§ Task prompt:
Without changing a character, output all of the records.
====== Records supplied ======
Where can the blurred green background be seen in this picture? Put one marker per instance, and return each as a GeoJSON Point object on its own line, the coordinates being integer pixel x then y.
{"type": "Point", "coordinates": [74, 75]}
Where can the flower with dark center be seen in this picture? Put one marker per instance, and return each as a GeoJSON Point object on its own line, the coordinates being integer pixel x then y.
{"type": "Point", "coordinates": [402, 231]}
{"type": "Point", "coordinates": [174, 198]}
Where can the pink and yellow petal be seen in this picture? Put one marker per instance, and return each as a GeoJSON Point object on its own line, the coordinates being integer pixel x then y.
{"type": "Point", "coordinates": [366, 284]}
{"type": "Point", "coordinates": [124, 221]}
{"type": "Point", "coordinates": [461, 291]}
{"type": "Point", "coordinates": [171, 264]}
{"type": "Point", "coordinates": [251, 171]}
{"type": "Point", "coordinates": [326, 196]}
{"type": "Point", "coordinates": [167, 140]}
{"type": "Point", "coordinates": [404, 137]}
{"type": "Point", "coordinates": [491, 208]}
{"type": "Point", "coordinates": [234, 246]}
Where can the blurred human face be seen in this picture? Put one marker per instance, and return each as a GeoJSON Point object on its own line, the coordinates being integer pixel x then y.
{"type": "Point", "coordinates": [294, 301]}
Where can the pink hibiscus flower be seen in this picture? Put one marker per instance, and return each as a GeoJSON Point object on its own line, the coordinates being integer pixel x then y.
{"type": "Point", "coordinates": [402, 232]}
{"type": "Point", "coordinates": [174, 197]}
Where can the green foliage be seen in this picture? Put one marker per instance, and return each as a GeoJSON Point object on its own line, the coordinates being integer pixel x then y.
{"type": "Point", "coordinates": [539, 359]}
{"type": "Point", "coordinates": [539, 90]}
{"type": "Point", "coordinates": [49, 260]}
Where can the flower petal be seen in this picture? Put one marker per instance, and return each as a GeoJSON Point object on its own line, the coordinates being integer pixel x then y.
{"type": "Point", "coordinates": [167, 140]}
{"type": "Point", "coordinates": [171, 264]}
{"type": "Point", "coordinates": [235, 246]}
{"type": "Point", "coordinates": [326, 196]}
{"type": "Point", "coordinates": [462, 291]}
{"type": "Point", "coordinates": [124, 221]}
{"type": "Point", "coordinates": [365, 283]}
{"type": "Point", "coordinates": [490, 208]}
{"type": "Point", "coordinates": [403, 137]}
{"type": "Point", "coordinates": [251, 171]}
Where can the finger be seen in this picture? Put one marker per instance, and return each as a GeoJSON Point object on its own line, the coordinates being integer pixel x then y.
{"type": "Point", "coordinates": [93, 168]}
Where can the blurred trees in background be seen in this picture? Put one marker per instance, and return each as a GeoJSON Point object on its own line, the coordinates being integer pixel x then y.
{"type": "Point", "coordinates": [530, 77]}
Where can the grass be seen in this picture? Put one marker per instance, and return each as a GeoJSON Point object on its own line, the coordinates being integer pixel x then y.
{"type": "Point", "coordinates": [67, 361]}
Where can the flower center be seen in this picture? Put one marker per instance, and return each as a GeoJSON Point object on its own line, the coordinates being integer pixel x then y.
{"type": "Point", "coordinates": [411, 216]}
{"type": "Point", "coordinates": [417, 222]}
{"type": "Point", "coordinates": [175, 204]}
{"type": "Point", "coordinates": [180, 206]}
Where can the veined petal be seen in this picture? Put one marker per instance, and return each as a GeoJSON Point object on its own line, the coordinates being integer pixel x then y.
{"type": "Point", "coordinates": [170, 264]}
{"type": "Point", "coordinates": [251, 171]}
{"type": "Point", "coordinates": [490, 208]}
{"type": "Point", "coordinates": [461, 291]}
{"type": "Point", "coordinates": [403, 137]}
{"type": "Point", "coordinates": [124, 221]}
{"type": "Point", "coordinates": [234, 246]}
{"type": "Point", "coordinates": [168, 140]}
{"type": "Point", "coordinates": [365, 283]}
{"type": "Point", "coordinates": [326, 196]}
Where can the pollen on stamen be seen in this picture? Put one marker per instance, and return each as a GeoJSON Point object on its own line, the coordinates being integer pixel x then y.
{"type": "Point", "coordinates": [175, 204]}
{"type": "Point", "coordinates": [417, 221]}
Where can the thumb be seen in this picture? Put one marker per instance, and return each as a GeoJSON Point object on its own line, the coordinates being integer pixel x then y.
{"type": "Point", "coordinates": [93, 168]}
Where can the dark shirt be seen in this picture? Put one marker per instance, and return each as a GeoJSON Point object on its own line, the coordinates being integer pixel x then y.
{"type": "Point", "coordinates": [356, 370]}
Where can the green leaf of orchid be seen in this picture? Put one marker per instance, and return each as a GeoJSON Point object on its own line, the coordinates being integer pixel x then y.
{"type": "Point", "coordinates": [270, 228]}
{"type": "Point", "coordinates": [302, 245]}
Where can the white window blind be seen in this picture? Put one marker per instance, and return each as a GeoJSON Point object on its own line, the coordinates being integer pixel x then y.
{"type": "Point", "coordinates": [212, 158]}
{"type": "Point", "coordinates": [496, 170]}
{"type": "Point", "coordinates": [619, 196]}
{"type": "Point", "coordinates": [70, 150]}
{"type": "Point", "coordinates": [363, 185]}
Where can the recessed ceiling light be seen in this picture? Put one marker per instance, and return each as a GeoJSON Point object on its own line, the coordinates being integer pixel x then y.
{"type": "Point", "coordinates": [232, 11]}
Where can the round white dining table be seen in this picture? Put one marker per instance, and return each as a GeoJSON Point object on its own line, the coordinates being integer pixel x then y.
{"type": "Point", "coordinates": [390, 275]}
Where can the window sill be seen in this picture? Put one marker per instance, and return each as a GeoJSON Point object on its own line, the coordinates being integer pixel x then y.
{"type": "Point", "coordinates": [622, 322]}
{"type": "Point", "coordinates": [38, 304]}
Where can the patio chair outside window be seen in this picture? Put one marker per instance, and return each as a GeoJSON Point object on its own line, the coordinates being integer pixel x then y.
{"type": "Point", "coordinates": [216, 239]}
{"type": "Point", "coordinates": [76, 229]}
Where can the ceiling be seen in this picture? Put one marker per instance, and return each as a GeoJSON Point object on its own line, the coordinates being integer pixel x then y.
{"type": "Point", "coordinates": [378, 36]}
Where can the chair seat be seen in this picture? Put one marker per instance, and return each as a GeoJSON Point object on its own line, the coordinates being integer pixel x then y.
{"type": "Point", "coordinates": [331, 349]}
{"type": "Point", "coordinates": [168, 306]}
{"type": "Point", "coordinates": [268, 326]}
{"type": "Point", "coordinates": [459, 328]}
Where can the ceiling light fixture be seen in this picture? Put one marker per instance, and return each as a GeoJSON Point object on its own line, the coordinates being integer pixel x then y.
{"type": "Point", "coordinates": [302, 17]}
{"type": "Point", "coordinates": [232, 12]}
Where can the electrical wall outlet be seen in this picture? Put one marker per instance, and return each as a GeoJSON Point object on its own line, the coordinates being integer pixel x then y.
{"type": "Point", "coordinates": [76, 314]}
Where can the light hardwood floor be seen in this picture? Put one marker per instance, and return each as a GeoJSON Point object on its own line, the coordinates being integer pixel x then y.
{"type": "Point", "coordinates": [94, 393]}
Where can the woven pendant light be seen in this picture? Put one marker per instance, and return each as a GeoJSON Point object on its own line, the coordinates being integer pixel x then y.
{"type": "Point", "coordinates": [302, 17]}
======
§ Reply to the task:
Where can the blurred green background be seen in this picture? Put one marker per instance, and return each as a GeoJSON Point object on its own line, the coordinates being integer pixel x then y.
{"type": "Point", "coordinates": [74, 75]}
Where can the flower with dark center be seen in this picture? Put one marker per instance, and return each as a GeoJSON Point object on its own line, the coordinates being integer pixel x then y.
{"type": "Point", "coordinates": [402, 231]}
{"type": "Point", "coordinates": [174, 198]}
Where can the pink and yellow petal be seen in this picture? Put one marker per instance, and return each as a GeoJSON Point object on its own line, the coordinates being integer pixel x then y.
{"type": "Point", "coordinates": [366, 284]}
{"type": "Point", "coordinates": [124, 221]}
{"type": "Point", "coordinates": [461, 291]}
{"type": "Point", "coordinates": [171, 264]}
{"type": "Point", "coordinates": [251, 171]}
{"type": "Point", "coordinates": [326, 196]}
{"type": "Point", "coordinates": [167, 140]}
{"type": "Point", "coordinates": [404, 137]}
{"type": "Point", "coordinates": [491, 208]}
{"type": "Point", "coordinates": [234, 246]}
Where can the blurred human face be seen in this picture? Put one marker per instance, and return each as a GeoJSON Point object on its own line, the coordinates being integer pixel x then y.
{"type": "Point", "coordinates": [294, 301]}
Where can the pink hibiscus flower be seen in this picture? Put one marker per instance, and return each as a GeoJSON Point object on its own line, the coordinates being integer pixel x then y.
{"type": "Point", "coordinates": [402, 232]}
{"type": "Point", "coordinates": [174, 197]}
Where can the green foliage be seen in this picture? Put one marker per instance, and return each as a GeoJSON Point object on its own line, the coordinates being integer pixel x then y.
{"type": "Point", "coordinates": [539, 359]}
{"type": "Point", "coordinates": [539, 90]}
{"type": "Point", "coordinates": [49, 260]}
Where can the flower petal be seen in this picture? Put one marker per instance, and return each as a GeoJSON Point object on its own line, the coordinates being integer pixel x then y.
{"type": "Point", "coordinates": [167, 140]}
{"type": "Point", "coordinates": [171, 264]}
{"type": "Point", "coordinates": [235, 246]}
{"type": "Point", "coordinates": [326, 196]}
{"type": "Point", "coordinates": [462, 291]}
{"type": "Point", "coordinates": [124, 221]}
{"type": "Point", "coordinates": [365, 283]}
{"type": "Point", "coordinates": [490, 208]}
{"type": "Point", "coordinates": [403, 137]}
{"type": "Point", "coordinates": [251, 171]}
Where can the finger be seen in this picture? Put one marker per instance, and return each as a GeoJSON Point object on its own line, the coordinates being integer pixel x then y.
{"type": "Point", "coordinates": [93, 168]}
Where can the blurred trees in background be seen in this picture? Put one marker per instance, and return each as a GeoJSON Point object on its own line, the coordinates being integer pixel x then y.
{"type": "Point", "coordinates": [530, 77]}
Where can the grass be seen in this picture? Put one marker per instance, and return each as a GeoJSON Point object on its own line, the coordinates being integer pixel x then y.
{"type": "Point", "coordinates": [67, 361]}
Where can the flower center be seen in this picture? Put one marker per instance, and return each as a GeoJSON Point object on its own line, the coordinates being integer pixel x then y.
{"type": "Point", "coordinates": [411, 216]}
{"type": "Point", "coordinates": [417, 222]}
{"type": "Point", "coordinates": [175, 204]}
{"type": "Point", "coordinates": [180, 206]}
Where can the veined petal be seen in this picture? Put one marker per instance, and return each as a GeoJSON Point object on its own line, the coordinates being integer pixel x then y.
{"type": "Point", "coordinates": [170, 264]}
{"type": "Point", "coordinates": [251, 171]}
{"type": "Point", "coordinates": [490, 208]}
{"type": "Point", "coordinates": [461, 291]}
{"type": "Point", "coordinates": [403, 137]}
{"type": "Point", "coordinates": [124, 221]}
{"type": "Point", "coordinates": [234, 246]}
{"type": "Point", "coordinates": [168, 140]}
{"type": "Point", "coordinates": [365, 283]}
{"type": "Point", "coordinates": [326, 196]}
Where can the pollen on stamen be seen in this picture? Put one marker per instance, and return each as a GeoJSON Point object on its own line, the coordinates being integer pixel x then y.
{"type": "Point", "coordinates": [175, 204]}
{"type": "Point", "coordinates": [417, 221]}
Where can the thumb be seen in this picture? Put one marker per instance, and return each as a GeoJSON Point object on its own line, the coordinates being integer pixel x then y.
{"type": "Point", "coordinates": [93, 168]}
Where can the dark shirt be seen in this picture? Put one marker per instance, and return each as a GeoJSON Point object on its own line, the coordinates being integer pixel x then y.
{"type": "Point", "coordinates": [356, 370]}
Where can the green leaf of orchid be seen in this picture? Put one marker per instance, and return each as a GeoJSON Point object on its own line, the coordinates being integer pixel x then y.
{"type": "Point", "coordinates": [270, 228]}
{"type": "Point", "coordinates": [302, 245]}
Where can the white window blind be seen in this picture? Put one marker per instance, and return each as a GeoJSON Point object on its own line, the coordinates being integer pixel x then y.
{"type": "Point", "coordinates": [212, 158]}
{"type": "Point", "coordinates": [496, 170]}
{"type": "Point", "coordinates": [619, 196]}
{"type": "Point", "coordinates": [70, 150]}
{"type": "Point", "coordinates": [363, 185]}
Where can the recessed ceiling light be seen in this picture? Put one marker per instance, and return each as a GeoJSON Point object on its own line, the coordinates being integer pixel x then y.
{"type": "Point", "coordinates": [232, 11]}
Where can the round white dining table be seen in this picture? Put one marker per instance, and return each as a GeoJSON Point object on its own line, the coordinates being integer pixel x then y.
{"type": "Point", "coordinates": [390, 275]}
Where can the window sill be seen in this picture? Put one marker per instance, and return each as a GeoJSON Point object on its own line, the coordinates being integer pixel x then y.
{"type": "Point", "coordinates": [622, 322]}
{"type": "Point", "coordinates": [38, 304]}
Where can the patio chair outside window be seen in this picture? Put one marker per instance, and return each as a GeoJSON Point object on its own line, the coordinates being integer pixel x then y.
{"type": "Point", "coordinates": [216, 239]}
{"type": "Point", "coordinates": [76, 229]}
Where can the ceiling be seen in this picture? Put one marker per instance, and return each as a GeoJSON Point object on its own line, the coordinates being integer pixel x then y.
{"type": "Point", "coordinates": [378, 36]}
Where can the chair seat be seen in this picture? Put one marker per instance, and return each as a GeoJSON Point object on its own line, the coordinates being integer pixel x then y.
{"type": "Point", "coordinates": [331, 349]}
{"type": "Point", "coordinates": [168, 306]}
{"type": "Point", "coordinates": [268, 326]}
{"type": "Point", "coordinates": [459, 328]}
Where can the ceiling light fixture be seen in this picture? Put one marker per instance, and return each as a GeoJSON Point object on its own line, the coordinates being integer pixel x then y.
{"type": "Point", "coordinates": [302, 17]}
{"type": "Point", "coordinates": [232, 12]}
Where can the electrical wall outlet be seen in this picture? Put one marker per instance, and return each as a GeoJSON Point object on its own line, the coordinates being integer pixel x then y.
{"type": "Point", "coordinates": [76, 314]}
Where can the light hardwood floor be seen in this picture? Put one marker per instance, and return each as a GeoJSON Point object on its own line, the coordinates being integer pixel x then y.
{"type": "Point", "coordinates": [94, 393]}
Where can the woven pendant light be seen in this picture? Put one marker per instance, and return each as a GeoJSON Point object on its own line, the coordinates being integer pixel x then y.
{"type": "Point", "coordinates": [302, 17]}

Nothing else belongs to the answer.